• [STATED GOAL]:
Lay out the lines below, from the start of the records through the line containing "point(256, 61)", as a Markdown table with the columns Row and Line, leaving out any blank lines.

[Point placement records]
★ ★ ★ ★ ★

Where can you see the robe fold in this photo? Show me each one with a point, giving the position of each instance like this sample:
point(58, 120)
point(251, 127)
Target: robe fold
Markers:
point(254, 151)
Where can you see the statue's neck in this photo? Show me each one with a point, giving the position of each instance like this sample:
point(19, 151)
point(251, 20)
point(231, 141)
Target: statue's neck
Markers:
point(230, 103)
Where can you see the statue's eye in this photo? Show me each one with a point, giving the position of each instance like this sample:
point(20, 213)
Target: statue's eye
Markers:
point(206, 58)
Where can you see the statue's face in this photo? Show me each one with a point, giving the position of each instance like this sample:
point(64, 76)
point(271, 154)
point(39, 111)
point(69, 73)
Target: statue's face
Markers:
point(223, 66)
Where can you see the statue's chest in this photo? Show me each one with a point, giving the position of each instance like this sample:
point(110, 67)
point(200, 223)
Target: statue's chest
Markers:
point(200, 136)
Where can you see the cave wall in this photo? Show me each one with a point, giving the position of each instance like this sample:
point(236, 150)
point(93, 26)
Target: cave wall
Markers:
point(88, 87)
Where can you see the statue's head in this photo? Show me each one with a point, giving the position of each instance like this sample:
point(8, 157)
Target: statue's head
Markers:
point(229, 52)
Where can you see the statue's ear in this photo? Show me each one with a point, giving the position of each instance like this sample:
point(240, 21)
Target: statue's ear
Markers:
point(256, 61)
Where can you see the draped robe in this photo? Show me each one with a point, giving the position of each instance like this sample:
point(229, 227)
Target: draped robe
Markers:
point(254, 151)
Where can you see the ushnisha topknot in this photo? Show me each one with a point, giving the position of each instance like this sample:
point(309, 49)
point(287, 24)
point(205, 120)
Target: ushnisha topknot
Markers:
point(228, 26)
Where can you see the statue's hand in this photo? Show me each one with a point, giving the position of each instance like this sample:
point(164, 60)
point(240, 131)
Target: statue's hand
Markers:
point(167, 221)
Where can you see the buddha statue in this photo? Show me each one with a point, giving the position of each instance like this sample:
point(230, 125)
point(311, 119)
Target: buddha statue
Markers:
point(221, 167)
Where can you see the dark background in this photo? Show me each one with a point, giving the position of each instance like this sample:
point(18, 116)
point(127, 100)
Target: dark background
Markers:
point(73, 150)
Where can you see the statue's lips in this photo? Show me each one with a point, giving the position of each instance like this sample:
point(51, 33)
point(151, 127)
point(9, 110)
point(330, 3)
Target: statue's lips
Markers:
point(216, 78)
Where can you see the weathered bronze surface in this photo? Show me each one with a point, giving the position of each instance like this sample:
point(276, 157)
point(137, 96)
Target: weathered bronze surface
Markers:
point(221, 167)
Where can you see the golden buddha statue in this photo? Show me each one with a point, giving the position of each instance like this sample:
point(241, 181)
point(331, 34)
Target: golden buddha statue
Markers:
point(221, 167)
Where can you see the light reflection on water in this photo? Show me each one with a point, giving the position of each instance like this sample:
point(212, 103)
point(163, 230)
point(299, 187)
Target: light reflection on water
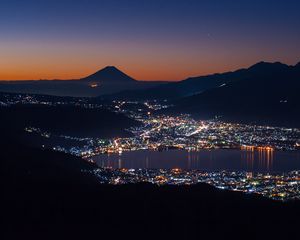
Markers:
point(207, 160)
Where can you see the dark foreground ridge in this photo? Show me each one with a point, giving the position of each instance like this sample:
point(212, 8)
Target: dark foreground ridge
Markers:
point(47, 196)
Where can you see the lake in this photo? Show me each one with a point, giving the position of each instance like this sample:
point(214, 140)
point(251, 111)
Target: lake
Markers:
point(206, 160)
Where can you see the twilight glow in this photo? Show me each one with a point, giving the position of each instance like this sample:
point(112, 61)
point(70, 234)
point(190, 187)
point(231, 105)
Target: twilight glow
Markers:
point(149, 40)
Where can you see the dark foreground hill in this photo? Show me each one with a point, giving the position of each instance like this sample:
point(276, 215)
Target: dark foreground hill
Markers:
point(46, 196)
point(66, 120)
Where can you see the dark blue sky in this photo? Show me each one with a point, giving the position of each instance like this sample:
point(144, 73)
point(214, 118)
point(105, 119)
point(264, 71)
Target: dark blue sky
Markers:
point(156, 39)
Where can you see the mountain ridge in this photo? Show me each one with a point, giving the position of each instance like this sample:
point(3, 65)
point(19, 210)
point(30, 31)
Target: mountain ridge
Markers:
point(108, 74)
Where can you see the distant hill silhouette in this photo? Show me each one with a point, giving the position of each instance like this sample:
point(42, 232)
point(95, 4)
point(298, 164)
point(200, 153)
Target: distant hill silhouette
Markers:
point(109, 74)
point(175, 90)
point(106, 81)
point(265, 93)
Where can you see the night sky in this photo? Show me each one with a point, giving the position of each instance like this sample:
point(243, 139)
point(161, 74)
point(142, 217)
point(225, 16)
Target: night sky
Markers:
point(148, 39)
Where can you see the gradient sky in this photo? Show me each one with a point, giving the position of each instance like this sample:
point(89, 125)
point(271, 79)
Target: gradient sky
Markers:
point(147, 39)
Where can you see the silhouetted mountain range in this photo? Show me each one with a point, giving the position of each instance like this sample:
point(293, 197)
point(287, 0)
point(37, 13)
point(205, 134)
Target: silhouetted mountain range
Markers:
point(109, 74)
point(106, 81)
point(265, 93)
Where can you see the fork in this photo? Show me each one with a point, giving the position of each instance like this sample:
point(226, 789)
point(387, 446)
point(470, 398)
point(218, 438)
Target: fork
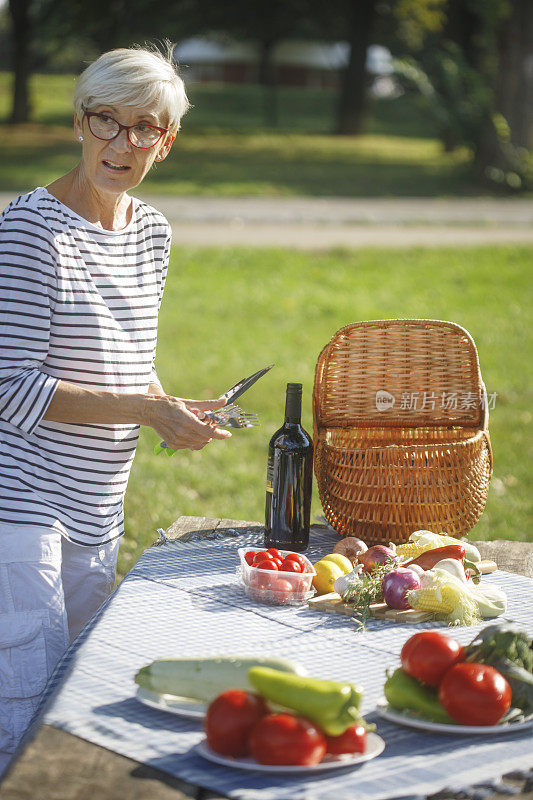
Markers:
point(234, 417)
point(227, 417)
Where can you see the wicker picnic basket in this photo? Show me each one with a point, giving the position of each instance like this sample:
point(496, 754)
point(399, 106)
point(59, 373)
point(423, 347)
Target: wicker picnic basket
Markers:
point(400, 418)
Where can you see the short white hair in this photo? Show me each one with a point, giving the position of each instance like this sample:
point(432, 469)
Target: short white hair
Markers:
point(138, 77)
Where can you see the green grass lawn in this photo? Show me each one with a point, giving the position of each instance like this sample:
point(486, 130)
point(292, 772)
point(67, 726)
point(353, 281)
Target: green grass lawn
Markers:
point(228, 312)
point(224, 147)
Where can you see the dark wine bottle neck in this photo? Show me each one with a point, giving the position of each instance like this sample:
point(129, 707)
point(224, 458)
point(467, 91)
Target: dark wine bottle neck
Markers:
point(293, 407)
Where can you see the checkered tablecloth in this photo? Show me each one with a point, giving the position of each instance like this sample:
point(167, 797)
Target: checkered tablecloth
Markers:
point(185, 599)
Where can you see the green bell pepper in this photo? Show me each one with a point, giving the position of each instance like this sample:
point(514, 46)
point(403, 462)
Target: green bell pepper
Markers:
point(333, 706)
point(404, 693)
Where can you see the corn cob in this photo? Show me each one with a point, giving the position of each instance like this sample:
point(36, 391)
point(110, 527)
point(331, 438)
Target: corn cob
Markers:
point(412, 549)
point(448, 602)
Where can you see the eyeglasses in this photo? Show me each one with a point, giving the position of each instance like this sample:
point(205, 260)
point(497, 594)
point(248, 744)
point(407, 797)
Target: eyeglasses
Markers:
point(139, 135)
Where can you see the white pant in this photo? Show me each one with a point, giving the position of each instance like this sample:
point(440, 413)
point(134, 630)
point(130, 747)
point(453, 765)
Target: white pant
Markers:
point(49, 589)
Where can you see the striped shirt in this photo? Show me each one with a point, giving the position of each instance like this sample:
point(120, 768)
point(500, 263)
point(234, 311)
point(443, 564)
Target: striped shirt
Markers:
point(80, 304)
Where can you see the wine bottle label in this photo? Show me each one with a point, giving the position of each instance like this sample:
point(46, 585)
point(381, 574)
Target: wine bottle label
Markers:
point(270, 474)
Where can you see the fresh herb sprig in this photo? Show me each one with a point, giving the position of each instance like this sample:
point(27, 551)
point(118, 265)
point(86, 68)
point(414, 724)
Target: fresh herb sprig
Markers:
point(366, 590)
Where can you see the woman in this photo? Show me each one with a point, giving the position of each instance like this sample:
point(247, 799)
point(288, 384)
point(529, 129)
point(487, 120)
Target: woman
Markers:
point(82, 271)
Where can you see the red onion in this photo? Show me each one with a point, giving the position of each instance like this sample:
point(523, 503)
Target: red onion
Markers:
point(396, 584)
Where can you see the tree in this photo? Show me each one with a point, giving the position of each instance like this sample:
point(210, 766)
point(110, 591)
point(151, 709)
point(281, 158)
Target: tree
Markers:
point(21, 13)
point(479, 85)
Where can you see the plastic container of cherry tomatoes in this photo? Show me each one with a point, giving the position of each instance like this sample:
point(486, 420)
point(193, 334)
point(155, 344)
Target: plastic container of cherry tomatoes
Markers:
point(276, 587)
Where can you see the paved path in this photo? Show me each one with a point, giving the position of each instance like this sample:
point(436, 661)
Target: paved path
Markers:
point(310, 223)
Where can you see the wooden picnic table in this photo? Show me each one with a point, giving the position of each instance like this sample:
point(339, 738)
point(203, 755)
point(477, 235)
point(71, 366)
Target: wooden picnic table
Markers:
point(56, 765)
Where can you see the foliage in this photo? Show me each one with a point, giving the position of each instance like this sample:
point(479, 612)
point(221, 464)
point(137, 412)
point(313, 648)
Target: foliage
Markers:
point(455, 95)
point(462, 103)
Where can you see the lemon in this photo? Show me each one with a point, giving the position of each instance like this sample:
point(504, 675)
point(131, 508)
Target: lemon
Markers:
point(326, 574)
point(341, 561)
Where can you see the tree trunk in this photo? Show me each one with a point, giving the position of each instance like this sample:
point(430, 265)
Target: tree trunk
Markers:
point(513, 90)
point(266, 77)
point(21, 26)
point(352, 101)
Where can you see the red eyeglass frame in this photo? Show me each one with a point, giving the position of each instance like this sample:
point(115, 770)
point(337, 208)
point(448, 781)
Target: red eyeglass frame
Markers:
point(126, 128)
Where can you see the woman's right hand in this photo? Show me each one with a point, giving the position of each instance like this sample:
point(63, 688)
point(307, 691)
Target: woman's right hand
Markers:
point(176, 422)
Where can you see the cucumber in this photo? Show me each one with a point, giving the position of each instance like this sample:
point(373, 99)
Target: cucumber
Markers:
point(205, 678)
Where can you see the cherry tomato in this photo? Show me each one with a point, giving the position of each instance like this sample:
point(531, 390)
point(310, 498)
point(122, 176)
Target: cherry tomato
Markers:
point(427, 655)
point(289, 565)
point(353, 740)
point(298, 558)
point(287, 739)
point(475, 694)
point(259, 581)
point(229, 720)
point(262, 555)
point(266, 563)
point(274, 552)
point(281, 590)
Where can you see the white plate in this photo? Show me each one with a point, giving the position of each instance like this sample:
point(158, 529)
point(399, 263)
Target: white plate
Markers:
point(412, 721)
point(374, 746)
point(181, 706)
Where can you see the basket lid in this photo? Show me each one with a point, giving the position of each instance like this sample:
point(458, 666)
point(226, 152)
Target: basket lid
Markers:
point(400, 373)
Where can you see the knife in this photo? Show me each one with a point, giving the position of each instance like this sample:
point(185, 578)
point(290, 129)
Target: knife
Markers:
point(231, 394)
point(243, 385)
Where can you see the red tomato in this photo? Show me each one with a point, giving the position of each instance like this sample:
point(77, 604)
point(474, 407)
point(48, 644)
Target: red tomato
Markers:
point(229, 720)
point(290, 565)
point(281, 589)
point(427, 655)
point(266, 563)
point(274, 552)
point(260, 556)
point(475, 694)
point(258, 580)
point(352, 740)
point(287, 739)
point(298, 558)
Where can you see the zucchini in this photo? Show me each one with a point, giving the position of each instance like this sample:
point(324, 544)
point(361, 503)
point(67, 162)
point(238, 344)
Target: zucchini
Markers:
point(205, 678)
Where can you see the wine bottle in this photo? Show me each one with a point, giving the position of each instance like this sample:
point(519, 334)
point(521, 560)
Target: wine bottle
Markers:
point(289, 479)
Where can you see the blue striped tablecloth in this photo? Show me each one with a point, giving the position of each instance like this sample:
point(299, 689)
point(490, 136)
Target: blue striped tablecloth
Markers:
point(184, 599)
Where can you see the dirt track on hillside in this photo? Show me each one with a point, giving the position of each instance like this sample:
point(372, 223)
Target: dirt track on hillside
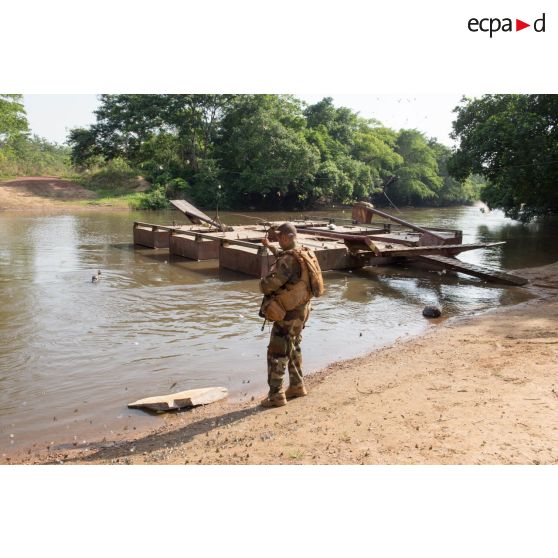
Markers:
point(41, 192)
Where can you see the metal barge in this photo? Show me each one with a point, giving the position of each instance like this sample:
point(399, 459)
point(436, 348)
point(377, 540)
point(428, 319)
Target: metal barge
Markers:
point(337, 243)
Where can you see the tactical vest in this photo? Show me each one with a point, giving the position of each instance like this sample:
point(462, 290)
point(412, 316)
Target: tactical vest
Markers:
point(292, 295)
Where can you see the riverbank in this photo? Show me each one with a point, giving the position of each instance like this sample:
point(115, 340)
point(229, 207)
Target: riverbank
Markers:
point(482, 389)
point(54, 194)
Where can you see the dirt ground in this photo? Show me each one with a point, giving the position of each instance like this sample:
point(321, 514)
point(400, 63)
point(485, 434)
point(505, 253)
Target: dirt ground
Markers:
point(476, 390)
point(41, 193)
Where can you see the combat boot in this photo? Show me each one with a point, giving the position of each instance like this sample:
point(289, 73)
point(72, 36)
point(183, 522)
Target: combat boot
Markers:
point(274, 400)
point(296, 391)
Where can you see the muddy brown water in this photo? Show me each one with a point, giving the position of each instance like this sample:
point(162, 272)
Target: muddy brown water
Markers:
point(73, 353)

★ ★ ★ ★ ★

• [WRITTEN REPLY]:
| Row | Line |
|---|---|
| 1 | Where can you see the robe fold in this photo? Show me each one with a point, giving the position of each instance like this sample: |
| 2 | point(58, 120) |
| 3 | point(251, 127) |
| 4 | Target: robe fold |
| 5 | Markers: |
| 6 | point(254, 151) |
| 7 | Where can you see the statue's neck in this photo? Show me each one with a point, giving the position of each instance like this sample: |
| 8 | point(19, 151) |
| 9 | point(251, 20) |
| 10 | point(231, 141) |
| 11 | Target: statue's neck |
| 12 | Markers: |
| 13 | point(230, 103) |
| 14 | Where can you see the statue's eye in this photo? Show me each one with a point, giving the position of each instance like this sample: |
| 15 | point(20, 213) |
| 16 | Target: statue's eye |
| 17 | Markers: |
| 18 | point(206, 58) |
| 19 | Where can you see the statue's face in this photo? Show me each one with a point, giving the position of each instance like this sample: |
| 20 | point(64, 76) |
| 21 | point(271, 154) |
| 22 | point(39, 111) |
| 23 | point(69, 73) |
| 24 | Target: statue's face |
| 25 | Markers: |
| 26 | point(223, 66) |
| 27 | Where can you see the statue's chest in this photo? Show me each one with a point, giving the position of each instance like this sample: |
| 28 | point(110, 67) |
| 29 | point(200, 223) |
| 30 | Target: statue's chest |
| 31 | Markers: |
| 32 | point(200, 136) |
| 33 | Where can you see the cave wall in this photo? Show me each one with a point, giving the position of each instance like this sample: |
| 34 | point(236, 150) |
| 35 | point(93, 26) |
| 36 | Target: cave wall |
| 37 | Markers: |
| 38 | point(88, 87) |
| 39 | Where can you see the statue's head in this photo? Show me each one with a point, giving the position of each instance like this sample: |
| 40 | point(8, 157) |
| 41 | Target: statue's head |
| 42 | Markers: |
| 43 | point(229, 52) |
| 44 | Where can you see the statue's ear in this photo? Show me each one with a point, giving the position of each instance like this sample: |
| 45 | point(240, 21) |
| 46 | Target: statue's ear |
| 47 | Markers: |
| 48 | point(256, 61) |